Extract the passage of the middle market survey text that runs from "The one area" to "before the pandemic.", copying it word for word.

Selected excerpt:
===============

The August reading of the proprietary index, which is a broad measure of middle market economic sentiment, implies that the middle market has entered an initial phase of recovery that denotes better growth, and improved revenue and earnings prospects.
The survey respondents’ focus on improvement over the next six months is likely linked to the modest pace of business reopenings around the economy and hopes that a workable vaccine will be produced and distributed in early 2021.
That being said, there is reason for caution. With new infections in the United States remaining elevated at 11.7 per 100,000 through Sept. 7, according to Opportunity Insights of Harvard University, middle market business sentiment will likely be influenced in the coming months by the ebb and flow of the pandemic ahead of what is going to be a critical winter period for public health.
Still, many of the executives surveyed remained optimistic looking out six months, even as they expressed a more tempered sentiment in the near term.
While 47% of respondents noted that the economy improved in August, a robust 66% expected that to be the case six months from now. This appears to reflect the unfortunate reality of an economy that is currently using roughly 80% of its capacity to produce and consume goods and services. Yes, things are getting better, but it is a slow grind amid a real economy that remains impaired.
The forward look on earnings and gross revenues reflected a similar duality. Approximately 60% of the survey’s participants expect a much better gross revenues environment, while 64% noted that they anticipate an improved earnings picture. In addition, 43% said that gross revenues had improved during August, and 46% said that earnings did.
The one area of the survey that does denote risks for small and medium-size firms over the medium term is the caution on capital expenditures. Only 38% of participants noted an increase in capital expenditures in August, and 47% stated an expectation to do so over the next 180 days. This is neither consistent nor commensurate with the more robust earnings and revenues expectations.
Given the likely damage to small firms wrought by the pandemic, this strongly implies that policy attention will need to be given to the supply side of the economy to stimulate hiring and productivity gains in the coming years to return to the economic levels before the pandemic.
The current outlook on hiring reflects the restrained level of output in the current quarter, with 46% of participants saying that hiring improved during the month and 54% expecting it would do so by the middle of the first quarter in 2021. Accordingly, 39% said that compensation increased and 53% said they expected it would do so by early next year.
Expectations on borrowing six months ahead remained essentially unchanged, with 40% saying that it would improve; 31% said their access to credit improved in August, up from 19% in July.
It is clear that pricing conditions improved along with the nascent rebound in economic activity, with 59% of respondents noting that they faced rising prices and 64% expecting to do so. Given the general decline in price levels following the onset of the pandemic in early 2020, this is to be expected and inflation is not a risk to the economic outlook in the near to medium term. Roughly 41% of respondents noted they observed an improvement in prices received, and 53% expected that to be sustained over the next six months.
Finally, as one would expect because of the economic rebound following the 31.7% decline in gross domestic product during the second quarter of the year, actual and expected inventory levels improved.

===============

Recorded data:
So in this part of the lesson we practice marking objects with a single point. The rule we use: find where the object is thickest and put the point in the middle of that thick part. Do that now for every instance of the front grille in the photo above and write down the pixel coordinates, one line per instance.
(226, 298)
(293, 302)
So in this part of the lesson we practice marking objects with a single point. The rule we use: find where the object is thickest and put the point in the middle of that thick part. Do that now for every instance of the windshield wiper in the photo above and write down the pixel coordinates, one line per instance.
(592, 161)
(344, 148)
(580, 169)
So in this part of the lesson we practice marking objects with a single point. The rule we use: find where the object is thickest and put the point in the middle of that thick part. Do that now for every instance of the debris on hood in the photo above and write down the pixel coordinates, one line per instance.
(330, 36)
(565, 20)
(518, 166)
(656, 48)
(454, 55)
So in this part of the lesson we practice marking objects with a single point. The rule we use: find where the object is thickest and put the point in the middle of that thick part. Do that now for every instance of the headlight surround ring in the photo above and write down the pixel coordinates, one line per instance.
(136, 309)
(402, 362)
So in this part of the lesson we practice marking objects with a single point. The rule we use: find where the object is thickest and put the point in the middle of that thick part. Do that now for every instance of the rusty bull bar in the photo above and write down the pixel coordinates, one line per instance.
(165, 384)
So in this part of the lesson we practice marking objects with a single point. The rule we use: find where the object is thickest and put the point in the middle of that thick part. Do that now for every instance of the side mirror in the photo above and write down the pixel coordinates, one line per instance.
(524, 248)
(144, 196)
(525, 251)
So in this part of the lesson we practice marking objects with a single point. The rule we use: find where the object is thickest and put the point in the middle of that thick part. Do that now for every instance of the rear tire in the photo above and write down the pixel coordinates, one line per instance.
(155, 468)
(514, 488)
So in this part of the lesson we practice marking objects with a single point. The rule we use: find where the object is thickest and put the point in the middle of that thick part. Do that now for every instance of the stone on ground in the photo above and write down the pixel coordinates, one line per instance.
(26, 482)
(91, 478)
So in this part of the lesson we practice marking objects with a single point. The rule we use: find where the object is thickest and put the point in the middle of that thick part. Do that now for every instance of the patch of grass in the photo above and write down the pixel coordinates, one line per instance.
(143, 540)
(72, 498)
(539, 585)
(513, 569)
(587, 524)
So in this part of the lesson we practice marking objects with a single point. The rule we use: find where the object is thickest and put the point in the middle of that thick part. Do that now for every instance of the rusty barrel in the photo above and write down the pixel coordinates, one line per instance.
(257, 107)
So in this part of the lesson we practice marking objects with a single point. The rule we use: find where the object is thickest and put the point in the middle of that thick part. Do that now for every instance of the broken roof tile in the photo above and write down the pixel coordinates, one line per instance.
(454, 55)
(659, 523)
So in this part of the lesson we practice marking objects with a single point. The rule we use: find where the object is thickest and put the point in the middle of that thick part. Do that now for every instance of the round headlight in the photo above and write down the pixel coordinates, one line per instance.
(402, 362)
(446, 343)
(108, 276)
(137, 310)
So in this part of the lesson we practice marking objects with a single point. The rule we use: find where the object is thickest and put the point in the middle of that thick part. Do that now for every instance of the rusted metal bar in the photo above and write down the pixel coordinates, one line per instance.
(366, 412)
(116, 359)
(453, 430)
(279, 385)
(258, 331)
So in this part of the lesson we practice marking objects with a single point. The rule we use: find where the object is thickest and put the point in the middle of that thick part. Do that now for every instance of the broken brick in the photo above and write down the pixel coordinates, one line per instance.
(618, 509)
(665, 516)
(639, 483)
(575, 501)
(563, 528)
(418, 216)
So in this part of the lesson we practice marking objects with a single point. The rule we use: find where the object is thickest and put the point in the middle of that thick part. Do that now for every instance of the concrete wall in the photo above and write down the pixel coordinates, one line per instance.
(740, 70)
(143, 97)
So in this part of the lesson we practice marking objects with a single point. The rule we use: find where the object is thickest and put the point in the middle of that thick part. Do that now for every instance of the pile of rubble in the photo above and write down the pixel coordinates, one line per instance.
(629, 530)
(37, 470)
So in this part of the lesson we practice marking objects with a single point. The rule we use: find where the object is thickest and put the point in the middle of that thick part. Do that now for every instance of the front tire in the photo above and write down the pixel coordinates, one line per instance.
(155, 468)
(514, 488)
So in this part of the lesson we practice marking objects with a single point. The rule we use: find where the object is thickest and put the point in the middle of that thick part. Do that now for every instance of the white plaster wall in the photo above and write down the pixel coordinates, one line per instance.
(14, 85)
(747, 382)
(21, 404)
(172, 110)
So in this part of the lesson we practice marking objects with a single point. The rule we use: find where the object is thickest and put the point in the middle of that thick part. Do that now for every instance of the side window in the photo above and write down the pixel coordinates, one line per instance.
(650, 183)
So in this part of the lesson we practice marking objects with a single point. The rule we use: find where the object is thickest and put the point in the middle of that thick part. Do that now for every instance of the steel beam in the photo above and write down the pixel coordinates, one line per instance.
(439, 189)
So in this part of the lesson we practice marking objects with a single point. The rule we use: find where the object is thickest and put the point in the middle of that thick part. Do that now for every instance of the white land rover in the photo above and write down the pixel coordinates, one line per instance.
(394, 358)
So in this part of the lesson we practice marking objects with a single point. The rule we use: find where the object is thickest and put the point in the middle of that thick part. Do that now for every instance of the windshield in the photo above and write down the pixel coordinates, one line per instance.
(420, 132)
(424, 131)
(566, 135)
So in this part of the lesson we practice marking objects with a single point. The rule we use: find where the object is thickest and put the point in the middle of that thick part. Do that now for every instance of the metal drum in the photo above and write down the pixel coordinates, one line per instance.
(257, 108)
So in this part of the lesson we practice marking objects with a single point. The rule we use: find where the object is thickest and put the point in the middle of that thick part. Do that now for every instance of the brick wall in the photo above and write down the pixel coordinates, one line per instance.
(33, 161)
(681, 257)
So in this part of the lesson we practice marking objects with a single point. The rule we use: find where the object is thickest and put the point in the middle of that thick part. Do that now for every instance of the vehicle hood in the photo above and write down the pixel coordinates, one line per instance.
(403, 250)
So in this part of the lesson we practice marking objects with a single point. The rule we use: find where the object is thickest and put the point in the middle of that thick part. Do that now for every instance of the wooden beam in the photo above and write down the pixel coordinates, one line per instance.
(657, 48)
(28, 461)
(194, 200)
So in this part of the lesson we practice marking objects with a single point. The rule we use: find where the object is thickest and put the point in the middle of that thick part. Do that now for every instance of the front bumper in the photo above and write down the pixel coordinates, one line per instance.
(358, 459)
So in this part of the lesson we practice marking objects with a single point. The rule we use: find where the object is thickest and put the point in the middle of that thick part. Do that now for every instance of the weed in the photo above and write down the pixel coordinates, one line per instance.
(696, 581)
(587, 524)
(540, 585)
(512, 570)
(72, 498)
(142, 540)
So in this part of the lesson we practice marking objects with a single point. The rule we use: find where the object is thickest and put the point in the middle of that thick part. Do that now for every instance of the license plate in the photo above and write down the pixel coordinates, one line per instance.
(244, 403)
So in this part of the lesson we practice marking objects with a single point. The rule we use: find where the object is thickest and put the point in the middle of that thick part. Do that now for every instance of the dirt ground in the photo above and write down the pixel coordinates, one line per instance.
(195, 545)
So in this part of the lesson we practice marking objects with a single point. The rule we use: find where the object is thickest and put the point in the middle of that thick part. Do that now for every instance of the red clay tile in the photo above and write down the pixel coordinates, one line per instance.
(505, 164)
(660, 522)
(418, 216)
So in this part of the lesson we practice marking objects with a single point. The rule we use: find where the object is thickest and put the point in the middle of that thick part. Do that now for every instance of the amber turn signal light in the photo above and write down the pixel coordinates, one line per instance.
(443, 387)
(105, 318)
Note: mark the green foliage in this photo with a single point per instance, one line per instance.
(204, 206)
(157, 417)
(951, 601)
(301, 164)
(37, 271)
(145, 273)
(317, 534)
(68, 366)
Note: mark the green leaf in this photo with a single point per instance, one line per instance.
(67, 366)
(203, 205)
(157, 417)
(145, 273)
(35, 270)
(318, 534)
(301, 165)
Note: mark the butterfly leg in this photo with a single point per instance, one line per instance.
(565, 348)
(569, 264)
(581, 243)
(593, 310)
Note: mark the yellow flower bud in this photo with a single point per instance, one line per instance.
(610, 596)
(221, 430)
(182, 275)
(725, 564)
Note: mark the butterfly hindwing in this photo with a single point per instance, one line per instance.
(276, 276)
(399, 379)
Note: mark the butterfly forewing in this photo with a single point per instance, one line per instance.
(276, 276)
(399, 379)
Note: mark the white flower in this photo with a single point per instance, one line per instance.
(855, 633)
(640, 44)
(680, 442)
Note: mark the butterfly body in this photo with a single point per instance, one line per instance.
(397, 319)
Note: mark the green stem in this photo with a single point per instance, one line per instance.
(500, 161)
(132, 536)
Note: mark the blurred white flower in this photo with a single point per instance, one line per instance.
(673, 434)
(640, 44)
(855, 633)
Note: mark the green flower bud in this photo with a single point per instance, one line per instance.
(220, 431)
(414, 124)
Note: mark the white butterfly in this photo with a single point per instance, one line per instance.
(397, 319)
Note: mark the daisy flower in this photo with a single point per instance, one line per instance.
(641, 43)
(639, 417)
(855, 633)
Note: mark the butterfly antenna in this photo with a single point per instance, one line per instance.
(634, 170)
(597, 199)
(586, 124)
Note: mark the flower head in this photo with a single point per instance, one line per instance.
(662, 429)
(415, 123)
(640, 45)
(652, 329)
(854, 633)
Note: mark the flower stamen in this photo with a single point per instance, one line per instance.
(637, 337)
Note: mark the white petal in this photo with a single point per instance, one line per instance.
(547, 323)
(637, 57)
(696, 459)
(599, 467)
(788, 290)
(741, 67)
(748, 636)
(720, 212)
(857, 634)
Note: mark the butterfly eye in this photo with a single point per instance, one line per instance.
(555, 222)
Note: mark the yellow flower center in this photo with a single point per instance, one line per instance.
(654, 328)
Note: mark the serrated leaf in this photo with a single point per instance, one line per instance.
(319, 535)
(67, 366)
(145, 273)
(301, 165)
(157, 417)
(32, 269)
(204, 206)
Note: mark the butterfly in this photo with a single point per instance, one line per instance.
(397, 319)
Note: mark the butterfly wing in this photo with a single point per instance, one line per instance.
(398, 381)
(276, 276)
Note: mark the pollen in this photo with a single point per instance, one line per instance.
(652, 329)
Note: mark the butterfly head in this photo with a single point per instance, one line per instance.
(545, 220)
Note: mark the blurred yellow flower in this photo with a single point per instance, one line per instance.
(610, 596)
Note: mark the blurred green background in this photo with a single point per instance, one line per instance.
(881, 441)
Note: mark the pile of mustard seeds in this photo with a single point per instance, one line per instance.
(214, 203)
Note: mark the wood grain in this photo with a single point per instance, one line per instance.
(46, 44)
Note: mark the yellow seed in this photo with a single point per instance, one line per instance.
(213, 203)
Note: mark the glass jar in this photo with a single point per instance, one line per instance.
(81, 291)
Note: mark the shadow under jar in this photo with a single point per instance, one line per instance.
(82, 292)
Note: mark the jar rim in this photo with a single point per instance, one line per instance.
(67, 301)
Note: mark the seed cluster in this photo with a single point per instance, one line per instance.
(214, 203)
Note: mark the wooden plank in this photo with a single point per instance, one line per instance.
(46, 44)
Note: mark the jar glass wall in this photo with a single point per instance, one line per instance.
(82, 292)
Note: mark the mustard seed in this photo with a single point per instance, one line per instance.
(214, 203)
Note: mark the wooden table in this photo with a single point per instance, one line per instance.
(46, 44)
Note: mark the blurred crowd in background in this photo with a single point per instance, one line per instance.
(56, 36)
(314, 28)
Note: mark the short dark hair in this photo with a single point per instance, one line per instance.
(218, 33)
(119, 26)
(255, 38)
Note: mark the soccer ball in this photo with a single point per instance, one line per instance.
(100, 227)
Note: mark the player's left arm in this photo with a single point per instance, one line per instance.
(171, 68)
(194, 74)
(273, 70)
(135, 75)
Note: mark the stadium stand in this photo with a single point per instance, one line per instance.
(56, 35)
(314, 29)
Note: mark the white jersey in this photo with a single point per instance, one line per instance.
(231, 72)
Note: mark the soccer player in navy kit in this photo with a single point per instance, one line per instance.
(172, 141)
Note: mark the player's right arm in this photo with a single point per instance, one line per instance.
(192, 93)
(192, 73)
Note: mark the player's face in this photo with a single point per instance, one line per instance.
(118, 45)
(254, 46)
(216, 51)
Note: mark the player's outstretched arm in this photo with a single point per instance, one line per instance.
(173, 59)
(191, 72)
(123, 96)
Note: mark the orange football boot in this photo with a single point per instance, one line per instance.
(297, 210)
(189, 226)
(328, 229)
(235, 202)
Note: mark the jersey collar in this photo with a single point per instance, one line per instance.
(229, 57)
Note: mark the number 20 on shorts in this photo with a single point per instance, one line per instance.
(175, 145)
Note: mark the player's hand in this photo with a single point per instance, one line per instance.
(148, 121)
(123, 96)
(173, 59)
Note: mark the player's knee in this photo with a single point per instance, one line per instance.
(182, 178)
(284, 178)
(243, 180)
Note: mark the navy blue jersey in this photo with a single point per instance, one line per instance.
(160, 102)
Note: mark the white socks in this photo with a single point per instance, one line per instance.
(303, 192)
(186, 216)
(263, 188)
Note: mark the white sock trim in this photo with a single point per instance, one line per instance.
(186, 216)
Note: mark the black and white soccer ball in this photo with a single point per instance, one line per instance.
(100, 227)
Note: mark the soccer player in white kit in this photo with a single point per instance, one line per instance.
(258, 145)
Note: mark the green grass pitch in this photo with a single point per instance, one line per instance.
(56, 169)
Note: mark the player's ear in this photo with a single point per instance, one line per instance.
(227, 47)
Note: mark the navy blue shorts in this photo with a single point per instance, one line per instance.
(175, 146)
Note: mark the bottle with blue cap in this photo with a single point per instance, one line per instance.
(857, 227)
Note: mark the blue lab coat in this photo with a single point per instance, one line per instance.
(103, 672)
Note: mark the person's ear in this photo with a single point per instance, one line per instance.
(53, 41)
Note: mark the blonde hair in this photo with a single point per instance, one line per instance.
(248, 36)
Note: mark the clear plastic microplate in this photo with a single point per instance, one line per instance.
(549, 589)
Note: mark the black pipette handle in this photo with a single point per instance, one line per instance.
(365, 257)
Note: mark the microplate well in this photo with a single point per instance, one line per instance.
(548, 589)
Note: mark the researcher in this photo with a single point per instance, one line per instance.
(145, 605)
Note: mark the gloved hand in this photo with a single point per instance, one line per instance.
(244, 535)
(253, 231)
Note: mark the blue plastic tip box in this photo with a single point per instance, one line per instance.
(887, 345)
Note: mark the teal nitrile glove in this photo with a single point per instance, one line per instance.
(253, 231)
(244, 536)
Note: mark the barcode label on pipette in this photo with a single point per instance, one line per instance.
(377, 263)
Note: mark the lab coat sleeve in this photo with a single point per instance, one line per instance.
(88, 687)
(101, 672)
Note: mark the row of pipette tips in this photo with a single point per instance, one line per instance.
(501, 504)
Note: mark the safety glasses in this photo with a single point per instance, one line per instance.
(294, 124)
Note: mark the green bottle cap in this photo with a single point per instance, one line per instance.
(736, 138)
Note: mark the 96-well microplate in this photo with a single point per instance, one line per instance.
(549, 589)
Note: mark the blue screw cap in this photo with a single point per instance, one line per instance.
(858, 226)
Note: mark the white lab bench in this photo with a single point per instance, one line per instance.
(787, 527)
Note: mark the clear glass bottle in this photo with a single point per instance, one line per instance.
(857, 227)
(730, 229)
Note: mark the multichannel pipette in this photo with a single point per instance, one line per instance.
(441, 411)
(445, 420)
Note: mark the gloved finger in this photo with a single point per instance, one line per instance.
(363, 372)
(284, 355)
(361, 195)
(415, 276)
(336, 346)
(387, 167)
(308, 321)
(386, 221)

===============

Response area:
The one area of the survey that does denote risks for small and medium-size firms over the medium term is the caution on capital expenditures. Only 38% of participants noted an increase in capital expenditures in August, and 47% stated an expectation to do so over the next 180 days. This is neither consistent nor commensurate with the more robust earnings and revenues expectations.
Given the likely damage to small firms wrought by the pandemic, this strongly implies that policy attention will need to be given to the supply side of the economy to stimulate hiring and productivity gains in the coming years to return to the economic levels before the pandemic.